**Record list**.
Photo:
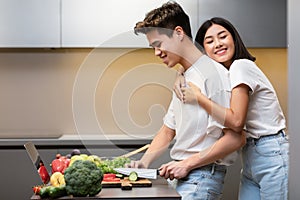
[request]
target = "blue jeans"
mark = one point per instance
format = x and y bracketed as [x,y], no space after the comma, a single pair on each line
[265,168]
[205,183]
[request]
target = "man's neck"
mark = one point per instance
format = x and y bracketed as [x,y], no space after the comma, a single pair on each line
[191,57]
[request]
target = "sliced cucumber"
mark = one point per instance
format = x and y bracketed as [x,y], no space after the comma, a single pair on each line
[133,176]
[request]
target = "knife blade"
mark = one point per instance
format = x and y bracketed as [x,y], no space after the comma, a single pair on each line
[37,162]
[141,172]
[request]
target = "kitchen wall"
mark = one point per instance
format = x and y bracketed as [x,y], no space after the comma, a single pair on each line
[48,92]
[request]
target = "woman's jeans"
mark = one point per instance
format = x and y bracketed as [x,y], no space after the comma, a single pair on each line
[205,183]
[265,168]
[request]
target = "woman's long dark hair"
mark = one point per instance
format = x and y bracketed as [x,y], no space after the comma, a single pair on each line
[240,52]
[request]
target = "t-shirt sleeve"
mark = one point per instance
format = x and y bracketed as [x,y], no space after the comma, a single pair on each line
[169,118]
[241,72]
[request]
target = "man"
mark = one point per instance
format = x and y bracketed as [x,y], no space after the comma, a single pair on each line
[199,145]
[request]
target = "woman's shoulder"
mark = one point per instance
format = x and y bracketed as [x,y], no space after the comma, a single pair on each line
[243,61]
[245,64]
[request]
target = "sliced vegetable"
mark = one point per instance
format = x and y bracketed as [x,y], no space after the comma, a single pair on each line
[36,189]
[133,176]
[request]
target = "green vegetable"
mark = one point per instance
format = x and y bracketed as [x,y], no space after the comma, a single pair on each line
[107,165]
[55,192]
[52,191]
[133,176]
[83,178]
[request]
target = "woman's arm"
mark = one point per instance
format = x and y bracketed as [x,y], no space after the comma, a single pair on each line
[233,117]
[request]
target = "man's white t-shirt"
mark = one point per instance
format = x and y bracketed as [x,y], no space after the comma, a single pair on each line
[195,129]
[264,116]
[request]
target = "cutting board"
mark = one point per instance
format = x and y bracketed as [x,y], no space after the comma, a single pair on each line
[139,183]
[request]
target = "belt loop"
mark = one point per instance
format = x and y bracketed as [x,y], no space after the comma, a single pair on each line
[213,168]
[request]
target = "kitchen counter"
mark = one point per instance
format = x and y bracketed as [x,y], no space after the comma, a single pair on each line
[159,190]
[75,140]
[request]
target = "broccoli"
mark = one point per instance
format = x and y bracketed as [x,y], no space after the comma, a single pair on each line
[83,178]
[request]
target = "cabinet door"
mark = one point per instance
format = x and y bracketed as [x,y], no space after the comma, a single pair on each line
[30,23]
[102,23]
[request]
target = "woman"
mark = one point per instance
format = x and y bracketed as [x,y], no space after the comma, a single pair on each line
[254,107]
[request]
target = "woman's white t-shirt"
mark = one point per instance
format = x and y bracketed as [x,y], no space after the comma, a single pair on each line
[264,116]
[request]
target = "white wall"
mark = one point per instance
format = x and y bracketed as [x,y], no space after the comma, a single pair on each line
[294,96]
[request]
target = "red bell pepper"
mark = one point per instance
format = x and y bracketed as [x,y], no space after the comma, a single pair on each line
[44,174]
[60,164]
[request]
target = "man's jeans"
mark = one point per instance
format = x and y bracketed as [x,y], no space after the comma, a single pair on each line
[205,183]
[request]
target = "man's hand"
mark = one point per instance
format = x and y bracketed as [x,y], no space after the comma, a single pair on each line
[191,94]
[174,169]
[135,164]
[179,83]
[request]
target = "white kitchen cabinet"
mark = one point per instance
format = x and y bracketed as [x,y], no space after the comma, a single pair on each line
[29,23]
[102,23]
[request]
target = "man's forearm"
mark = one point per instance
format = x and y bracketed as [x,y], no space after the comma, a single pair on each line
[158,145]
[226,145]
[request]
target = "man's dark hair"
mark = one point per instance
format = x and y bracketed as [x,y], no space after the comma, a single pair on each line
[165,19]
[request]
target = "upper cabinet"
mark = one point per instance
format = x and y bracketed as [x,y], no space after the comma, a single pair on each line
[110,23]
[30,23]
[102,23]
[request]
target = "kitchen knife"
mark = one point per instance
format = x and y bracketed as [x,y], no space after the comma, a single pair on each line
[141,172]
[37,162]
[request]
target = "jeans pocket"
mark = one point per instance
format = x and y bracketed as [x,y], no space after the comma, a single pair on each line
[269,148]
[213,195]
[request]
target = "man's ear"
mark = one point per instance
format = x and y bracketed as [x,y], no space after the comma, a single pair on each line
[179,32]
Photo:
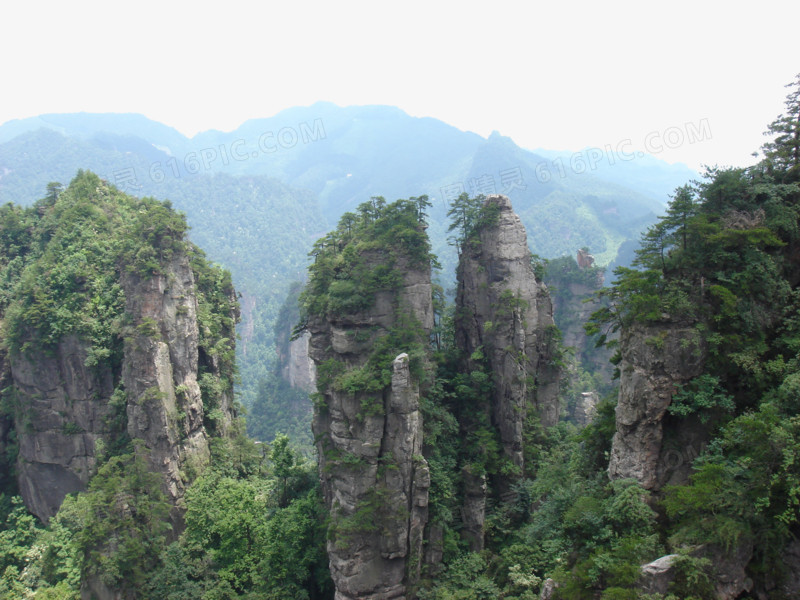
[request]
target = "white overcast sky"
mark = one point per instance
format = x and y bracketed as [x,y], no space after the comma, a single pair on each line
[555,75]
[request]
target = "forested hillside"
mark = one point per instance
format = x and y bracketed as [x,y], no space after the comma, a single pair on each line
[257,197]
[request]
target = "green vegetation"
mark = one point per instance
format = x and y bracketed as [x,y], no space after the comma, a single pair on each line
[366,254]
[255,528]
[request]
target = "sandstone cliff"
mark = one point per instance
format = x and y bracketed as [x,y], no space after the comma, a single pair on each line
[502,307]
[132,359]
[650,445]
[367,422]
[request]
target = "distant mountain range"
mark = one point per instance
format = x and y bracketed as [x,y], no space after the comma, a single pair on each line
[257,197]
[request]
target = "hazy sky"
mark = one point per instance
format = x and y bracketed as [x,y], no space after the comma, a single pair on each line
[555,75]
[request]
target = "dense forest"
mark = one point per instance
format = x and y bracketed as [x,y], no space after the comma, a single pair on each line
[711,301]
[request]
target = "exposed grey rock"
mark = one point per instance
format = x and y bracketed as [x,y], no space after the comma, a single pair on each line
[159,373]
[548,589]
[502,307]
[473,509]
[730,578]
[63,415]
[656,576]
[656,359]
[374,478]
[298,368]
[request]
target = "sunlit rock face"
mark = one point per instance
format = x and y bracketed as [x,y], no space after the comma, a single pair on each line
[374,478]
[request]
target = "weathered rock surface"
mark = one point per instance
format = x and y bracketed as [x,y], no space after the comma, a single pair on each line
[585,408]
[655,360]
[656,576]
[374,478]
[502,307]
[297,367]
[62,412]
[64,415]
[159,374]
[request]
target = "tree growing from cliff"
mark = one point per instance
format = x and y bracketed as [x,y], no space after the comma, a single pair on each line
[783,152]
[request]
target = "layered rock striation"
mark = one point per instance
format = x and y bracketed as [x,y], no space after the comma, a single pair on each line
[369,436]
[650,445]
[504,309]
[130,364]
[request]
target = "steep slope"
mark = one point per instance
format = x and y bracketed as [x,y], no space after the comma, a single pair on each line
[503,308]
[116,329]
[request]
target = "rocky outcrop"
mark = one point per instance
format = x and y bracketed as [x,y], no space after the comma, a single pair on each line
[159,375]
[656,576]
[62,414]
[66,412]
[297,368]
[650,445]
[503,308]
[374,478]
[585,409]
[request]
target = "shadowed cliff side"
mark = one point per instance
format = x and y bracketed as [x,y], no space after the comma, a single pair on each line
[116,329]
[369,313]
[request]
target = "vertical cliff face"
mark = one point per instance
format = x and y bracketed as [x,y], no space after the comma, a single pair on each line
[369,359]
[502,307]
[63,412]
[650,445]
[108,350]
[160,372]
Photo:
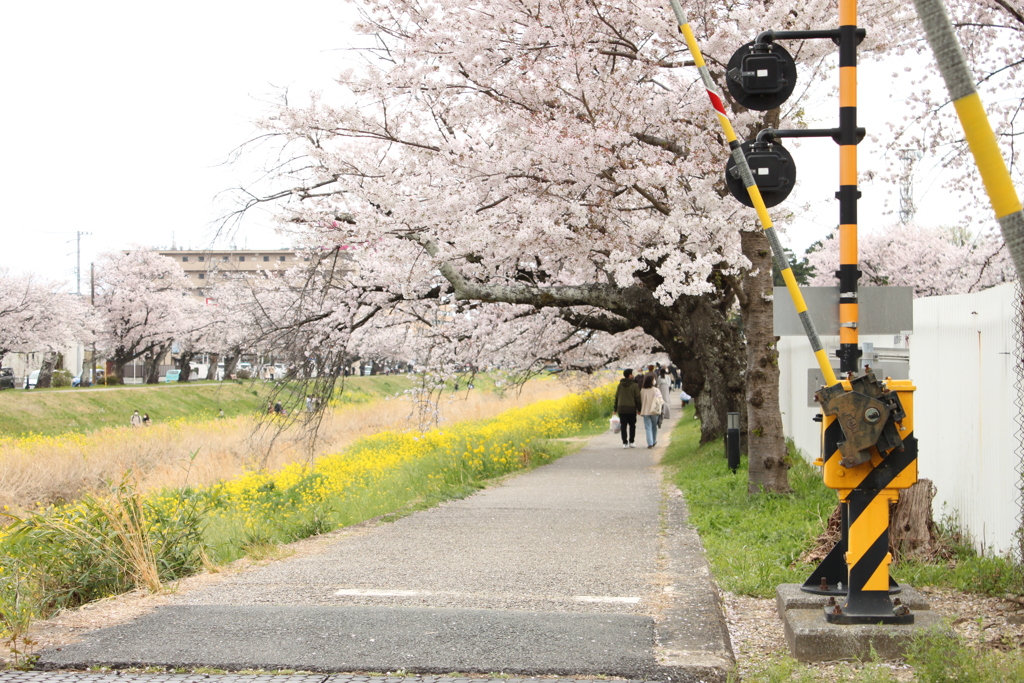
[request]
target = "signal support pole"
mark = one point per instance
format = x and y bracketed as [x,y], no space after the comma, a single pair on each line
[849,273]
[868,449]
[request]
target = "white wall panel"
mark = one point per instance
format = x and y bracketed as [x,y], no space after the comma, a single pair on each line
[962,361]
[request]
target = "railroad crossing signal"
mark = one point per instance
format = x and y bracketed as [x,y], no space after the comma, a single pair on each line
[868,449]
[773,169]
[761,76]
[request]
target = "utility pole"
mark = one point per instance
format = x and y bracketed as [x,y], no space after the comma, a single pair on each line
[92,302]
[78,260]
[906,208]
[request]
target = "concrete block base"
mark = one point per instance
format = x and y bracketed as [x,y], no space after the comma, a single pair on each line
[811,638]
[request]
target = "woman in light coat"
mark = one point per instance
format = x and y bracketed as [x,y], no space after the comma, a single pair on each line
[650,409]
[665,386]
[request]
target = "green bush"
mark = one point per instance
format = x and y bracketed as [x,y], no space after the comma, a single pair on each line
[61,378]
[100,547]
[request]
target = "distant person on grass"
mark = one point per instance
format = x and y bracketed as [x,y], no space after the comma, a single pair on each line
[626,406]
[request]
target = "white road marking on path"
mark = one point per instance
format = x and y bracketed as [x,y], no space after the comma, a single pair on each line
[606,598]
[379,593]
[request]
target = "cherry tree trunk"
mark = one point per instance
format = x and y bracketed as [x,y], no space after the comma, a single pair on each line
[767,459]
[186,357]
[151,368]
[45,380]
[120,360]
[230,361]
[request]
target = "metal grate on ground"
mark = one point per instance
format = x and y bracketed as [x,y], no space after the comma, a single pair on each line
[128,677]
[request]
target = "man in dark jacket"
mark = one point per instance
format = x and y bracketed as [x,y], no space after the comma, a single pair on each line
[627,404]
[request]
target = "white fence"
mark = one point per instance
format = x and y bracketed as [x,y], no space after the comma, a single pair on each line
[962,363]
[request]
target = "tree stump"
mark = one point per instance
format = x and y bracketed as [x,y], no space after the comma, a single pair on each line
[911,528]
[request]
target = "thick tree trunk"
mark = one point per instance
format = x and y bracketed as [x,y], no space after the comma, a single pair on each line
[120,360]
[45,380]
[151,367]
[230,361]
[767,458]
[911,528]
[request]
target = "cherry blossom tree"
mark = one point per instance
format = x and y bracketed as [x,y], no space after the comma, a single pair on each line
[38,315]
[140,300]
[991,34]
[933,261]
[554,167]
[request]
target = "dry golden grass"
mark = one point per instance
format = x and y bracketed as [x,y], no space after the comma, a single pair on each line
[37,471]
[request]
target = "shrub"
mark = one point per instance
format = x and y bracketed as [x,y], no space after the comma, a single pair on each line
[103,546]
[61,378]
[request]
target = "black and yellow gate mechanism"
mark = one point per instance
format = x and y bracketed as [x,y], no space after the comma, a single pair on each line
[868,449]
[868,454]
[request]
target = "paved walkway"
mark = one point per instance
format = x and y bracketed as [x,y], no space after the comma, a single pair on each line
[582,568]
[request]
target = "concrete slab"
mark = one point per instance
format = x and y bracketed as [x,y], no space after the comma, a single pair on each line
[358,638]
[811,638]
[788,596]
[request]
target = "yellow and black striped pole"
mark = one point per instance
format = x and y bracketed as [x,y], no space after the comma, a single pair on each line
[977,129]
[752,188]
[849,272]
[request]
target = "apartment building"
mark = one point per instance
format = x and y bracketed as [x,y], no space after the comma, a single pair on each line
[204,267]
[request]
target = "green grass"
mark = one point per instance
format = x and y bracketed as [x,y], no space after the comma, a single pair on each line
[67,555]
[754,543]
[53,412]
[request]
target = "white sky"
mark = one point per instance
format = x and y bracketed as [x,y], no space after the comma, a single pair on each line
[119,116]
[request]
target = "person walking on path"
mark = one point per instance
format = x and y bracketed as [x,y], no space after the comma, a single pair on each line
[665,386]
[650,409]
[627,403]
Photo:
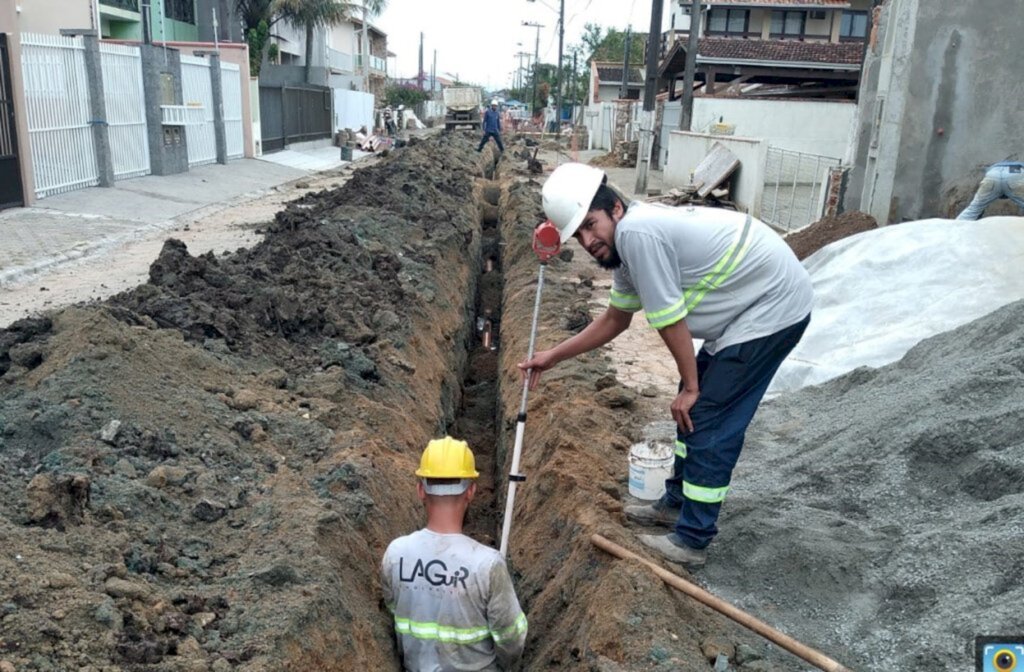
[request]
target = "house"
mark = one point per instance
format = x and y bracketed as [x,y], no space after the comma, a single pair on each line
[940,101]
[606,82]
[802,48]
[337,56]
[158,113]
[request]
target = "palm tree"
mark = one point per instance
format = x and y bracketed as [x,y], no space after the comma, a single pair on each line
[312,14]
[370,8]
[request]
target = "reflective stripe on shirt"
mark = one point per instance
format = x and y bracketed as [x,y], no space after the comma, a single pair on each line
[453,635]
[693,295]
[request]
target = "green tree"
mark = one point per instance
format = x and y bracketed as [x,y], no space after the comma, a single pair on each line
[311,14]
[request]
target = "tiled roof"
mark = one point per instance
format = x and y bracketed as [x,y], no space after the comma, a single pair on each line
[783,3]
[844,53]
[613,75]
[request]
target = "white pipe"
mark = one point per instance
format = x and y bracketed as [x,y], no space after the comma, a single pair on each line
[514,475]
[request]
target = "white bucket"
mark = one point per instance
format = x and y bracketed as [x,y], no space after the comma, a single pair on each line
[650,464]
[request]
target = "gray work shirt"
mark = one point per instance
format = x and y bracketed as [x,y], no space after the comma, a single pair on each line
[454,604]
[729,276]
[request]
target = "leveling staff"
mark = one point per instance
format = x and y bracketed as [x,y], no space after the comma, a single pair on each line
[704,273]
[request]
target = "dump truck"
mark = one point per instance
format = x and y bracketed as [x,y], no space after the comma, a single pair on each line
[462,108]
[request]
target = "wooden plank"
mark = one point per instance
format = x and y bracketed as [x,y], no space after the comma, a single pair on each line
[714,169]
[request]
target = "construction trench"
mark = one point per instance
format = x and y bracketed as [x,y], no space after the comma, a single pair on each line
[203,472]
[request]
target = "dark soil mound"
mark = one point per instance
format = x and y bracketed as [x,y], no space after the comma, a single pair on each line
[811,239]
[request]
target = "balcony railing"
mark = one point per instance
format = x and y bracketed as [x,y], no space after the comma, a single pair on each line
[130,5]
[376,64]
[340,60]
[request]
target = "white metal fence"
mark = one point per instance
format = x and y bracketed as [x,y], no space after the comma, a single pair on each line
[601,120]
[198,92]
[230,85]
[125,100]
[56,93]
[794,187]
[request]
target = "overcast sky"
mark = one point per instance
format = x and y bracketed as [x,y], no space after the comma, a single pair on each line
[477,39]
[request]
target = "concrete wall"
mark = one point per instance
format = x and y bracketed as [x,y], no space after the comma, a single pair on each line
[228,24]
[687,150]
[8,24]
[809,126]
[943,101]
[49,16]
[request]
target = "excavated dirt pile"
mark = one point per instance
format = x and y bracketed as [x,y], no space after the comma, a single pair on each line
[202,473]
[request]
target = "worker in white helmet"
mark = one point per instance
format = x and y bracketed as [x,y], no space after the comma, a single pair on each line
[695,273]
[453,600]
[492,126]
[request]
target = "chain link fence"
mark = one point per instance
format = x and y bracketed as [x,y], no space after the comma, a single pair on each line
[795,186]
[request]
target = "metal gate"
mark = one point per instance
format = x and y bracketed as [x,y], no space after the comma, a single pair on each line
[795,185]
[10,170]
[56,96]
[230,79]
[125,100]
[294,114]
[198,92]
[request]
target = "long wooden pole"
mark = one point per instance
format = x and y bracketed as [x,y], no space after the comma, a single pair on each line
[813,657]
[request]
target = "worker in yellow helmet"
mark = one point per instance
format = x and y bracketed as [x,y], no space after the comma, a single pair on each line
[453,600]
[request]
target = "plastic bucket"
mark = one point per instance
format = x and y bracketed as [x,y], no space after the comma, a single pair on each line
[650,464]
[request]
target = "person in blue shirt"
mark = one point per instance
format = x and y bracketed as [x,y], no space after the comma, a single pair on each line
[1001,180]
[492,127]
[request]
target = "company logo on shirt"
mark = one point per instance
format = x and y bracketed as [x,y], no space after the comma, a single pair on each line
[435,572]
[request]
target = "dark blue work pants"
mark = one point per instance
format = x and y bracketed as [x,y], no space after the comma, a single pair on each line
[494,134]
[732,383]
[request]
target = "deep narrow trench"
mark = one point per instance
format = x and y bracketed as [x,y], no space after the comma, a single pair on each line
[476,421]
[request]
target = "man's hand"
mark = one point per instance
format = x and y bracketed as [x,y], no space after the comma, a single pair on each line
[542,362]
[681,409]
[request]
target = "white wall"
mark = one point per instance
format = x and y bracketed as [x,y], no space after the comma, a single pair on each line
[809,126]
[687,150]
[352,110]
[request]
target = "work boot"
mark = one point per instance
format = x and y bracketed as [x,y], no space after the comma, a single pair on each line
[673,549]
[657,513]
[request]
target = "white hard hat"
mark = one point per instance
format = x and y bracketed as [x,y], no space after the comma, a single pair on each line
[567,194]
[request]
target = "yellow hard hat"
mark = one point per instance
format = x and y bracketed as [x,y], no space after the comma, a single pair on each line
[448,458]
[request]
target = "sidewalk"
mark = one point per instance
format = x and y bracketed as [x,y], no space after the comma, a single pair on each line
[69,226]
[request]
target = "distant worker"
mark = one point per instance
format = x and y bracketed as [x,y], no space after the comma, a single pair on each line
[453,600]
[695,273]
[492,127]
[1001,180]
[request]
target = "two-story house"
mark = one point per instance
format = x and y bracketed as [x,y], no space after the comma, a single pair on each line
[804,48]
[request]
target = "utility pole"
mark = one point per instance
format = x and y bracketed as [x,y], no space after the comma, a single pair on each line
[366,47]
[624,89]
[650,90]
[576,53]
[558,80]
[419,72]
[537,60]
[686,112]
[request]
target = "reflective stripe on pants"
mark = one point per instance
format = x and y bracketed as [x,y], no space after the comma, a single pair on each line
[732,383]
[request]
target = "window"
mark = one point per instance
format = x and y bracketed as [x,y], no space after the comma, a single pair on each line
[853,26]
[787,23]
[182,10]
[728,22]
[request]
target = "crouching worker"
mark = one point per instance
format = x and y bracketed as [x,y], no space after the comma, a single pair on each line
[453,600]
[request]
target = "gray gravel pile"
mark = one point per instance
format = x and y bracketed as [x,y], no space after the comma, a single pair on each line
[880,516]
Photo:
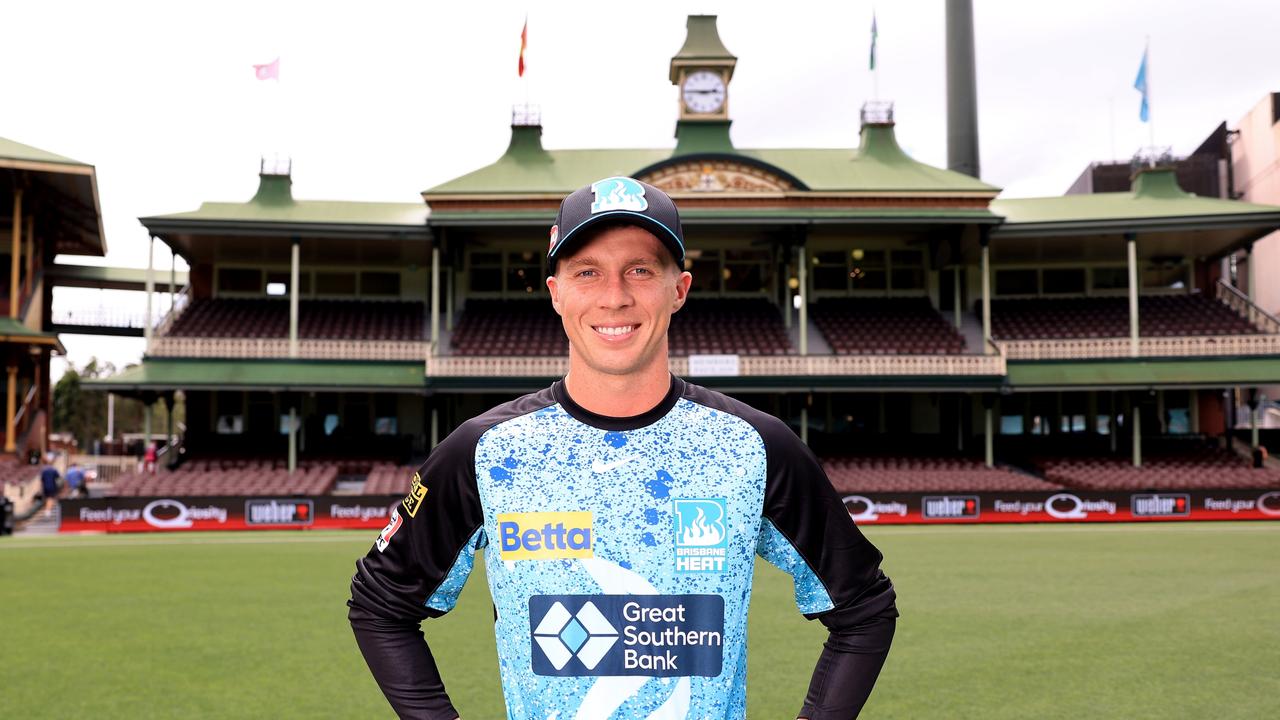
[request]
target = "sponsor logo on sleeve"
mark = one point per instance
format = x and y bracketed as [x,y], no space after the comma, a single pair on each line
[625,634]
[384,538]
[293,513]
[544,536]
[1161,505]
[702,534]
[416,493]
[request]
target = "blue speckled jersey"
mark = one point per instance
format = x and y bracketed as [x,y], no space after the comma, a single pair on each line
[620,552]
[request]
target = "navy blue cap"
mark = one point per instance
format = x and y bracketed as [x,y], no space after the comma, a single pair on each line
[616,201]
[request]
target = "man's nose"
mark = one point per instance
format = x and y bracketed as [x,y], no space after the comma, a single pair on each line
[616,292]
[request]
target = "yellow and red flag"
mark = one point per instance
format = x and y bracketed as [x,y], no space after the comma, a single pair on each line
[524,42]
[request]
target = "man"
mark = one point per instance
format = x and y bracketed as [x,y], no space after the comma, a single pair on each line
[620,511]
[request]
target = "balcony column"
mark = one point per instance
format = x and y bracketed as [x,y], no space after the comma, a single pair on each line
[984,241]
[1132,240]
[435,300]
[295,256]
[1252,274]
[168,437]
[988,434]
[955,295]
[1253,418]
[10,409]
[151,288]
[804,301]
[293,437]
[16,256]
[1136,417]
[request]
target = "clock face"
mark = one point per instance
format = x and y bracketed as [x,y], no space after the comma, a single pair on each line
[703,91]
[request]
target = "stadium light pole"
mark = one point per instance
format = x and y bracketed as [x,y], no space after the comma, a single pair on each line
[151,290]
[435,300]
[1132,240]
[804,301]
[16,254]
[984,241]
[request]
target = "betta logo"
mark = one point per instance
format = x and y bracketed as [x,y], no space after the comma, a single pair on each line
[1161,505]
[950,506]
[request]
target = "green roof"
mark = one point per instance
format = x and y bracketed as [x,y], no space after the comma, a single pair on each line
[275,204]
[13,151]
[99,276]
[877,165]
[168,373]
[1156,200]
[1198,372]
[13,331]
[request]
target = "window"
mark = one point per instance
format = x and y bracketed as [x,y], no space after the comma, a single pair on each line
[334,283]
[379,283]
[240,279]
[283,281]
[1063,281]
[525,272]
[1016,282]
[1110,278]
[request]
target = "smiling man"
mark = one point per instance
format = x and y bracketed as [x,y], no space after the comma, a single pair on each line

**Exercise brief**. Report how many lines of the listing contain the word "distant", giving only the number.

**Full output**. 3